→ What is being asked: Show every line of the material below that contains the string "forehead". Treat uppercase and lowercase as different.

Image location labeling entries

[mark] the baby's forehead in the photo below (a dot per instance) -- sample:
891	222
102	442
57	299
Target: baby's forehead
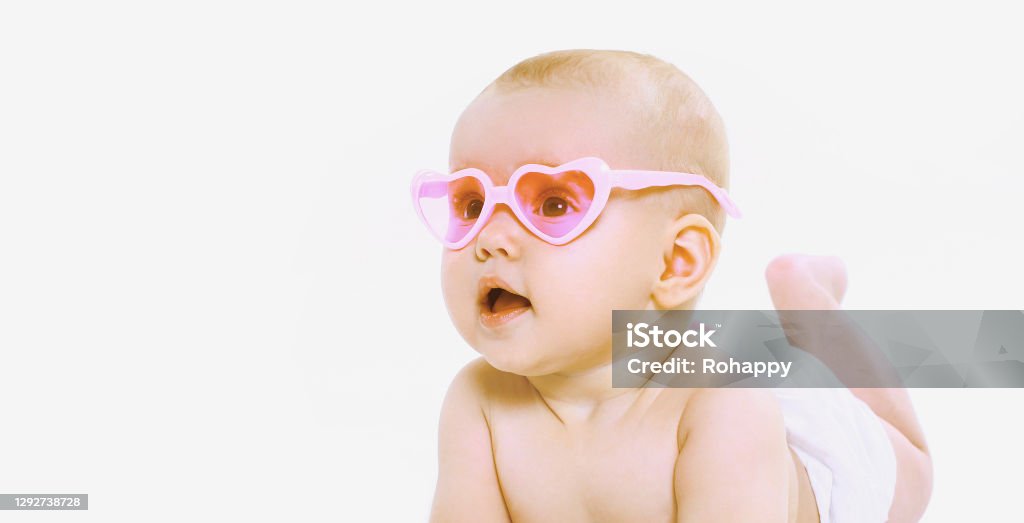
500	132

→ Finished task:
[mark] the baby's forehead in the photo below (a dot per instance) -- sample:
Target: baby's forehead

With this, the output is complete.